Document text.
.....

1943: Courage in the Warsaw Ghetto
On April 20, 1943, Nazi forces pressed their brutal assault on the Warsaw Ghetto, murdering Jews in the streets and in burning buildings as they tried to crush the uprising that had erupted the day before. Under SS command, the attackers used flamethrowers, explosives, and mass shootings, turning homes and hiding places into graves. Yet many Jewish men and women fought with astonishing resolve, choosing resistance over surrender, and some Polish neighbors and Christian rescuers risked their lives to smuggle food, messages, and shelter. In such darkness, the command to love our neighbor stands as a holy indictment—and a call to courageous mercy.

1962: Karl Barth on Time’s Cover
On April 20, 1962, Time magazine placed theologian Karl Barth on its cover, a rare moment when a Christian thinker commanded broad public attention. Known for his massive Church Dogmatics and his insistence that God is not a human projection but the living Lord who speaks, Barth helped many recover awe before divine revelation in Jesus Christ. His earlier refusal to bend the knee to Nazi ideology and his role in the Confessing Church’s witness showed courage when truth was costly. The cover signaled that serious theology still mattered—and called believers to steadfast faith and humble proclamation.

1987: A New Lutheran Fellowship for Gospel Witness
On April 20, 1987, believers gathered in Columbus, Ohio, for the organizing assembly that formed the Evangelical Lutheran Church in America through the merger of the American Lutheran Church, the Lutheran Church in America, and the Association of Evangelical Lutheran Churches. Delegates adopted a constitution, committed themselves to shared confession and mission, and elected leadership, including Herbert Chilstrom as the first presiding bishop. Though the church would officially begin January 1, 1988, this day marked a decisive step toward unity, reminding Christians that courageous cooperation is best when anchored in Scripture, repentance, and a humble desire to proclaim Christ faithfully.

.....

Stored data.
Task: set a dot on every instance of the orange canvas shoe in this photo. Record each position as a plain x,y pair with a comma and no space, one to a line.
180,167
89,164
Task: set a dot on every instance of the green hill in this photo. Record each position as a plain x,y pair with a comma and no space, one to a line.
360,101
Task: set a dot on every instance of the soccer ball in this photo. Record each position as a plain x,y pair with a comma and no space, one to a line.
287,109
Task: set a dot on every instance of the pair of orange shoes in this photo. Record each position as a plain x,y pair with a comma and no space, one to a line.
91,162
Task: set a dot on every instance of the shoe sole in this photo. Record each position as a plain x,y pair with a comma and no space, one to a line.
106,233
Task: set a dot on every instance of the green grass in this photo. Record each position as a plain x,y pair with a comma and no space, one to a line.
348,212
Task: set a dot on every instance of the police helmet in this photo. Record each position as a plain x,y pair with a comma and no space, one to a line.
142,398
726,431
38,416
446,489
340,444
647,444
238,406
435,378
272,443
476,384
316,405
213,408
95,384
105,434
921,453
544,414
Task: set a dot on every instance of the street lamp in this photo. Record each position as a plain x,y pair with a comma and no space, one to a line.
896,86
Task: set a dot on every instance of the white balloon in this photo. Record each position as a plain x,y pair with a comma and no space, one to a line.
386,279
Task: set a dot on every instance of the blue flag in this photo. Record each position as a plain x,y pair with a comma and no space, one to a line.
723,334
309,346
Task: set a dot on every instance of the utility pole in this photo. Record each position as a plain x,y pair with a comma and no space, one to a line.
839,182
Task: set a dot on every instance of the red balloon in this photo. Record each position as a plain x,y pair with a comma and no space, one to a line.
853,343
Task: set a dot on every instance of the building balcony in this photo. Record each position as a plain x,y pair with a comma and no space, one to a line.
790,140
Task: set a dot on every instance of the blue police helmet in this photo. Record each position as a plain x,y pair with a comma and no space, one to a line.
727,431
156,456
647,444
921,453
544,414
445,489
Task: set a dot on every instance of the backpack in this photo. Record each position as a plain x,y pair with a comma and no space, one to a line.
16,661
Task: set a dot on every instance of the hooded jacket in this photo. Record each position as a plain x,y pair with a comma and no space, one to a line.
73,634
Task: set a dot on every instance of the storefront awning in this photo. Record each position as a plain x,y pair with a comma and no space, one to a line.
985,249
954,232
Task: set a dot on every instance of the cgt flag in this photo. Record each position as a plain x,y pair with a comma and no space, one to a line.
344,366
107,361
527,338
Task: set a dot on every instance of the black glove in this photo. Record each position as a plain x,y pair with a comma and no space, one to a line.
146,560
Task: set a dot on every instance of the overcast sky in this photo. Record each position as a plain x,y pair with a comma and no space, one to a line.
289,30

.....

Tasks.
• 1. In the April 20 history excerpt, who was elected the first presiding bishop?
• 2. List the church bodies whose merger formed the Evangelical Lutheran Church in America, according to the April 20 history excerpt.
• 3. Please quote the April 20 history excerpt, starting at "1943: Courage in" and ending at "to courageous mercy.".

Answers to the exercise.
• 1. Herbert Chilstrom

• 2.
- the American Lutheran Church
- the Lutheran Church in America
- the Association of Evangelical Lutheran Churches

• 3.
1943: Courage in the Warsaw Ghetto
On April 20, 1943, Nazi forces pressed their brutal assault on the Warsaw Ghetto, murdering Jews in the streets and in burning buildings as they tried to crush the uprising that had erupted the day before. Under SS command, the attackers used flamethrowers, explosives, and mass shootings, turning homes and hiding places into graves. Yet many Jewish men and women fought with astonishing resolve, choosing resistance over surrender, and some Polish neighbors and Christian rescuers risked their lives to smuggle food, messages, and shelter. In such darkness, the command to love our neighbor stands as a holy indictment—and a call to courageous mercy.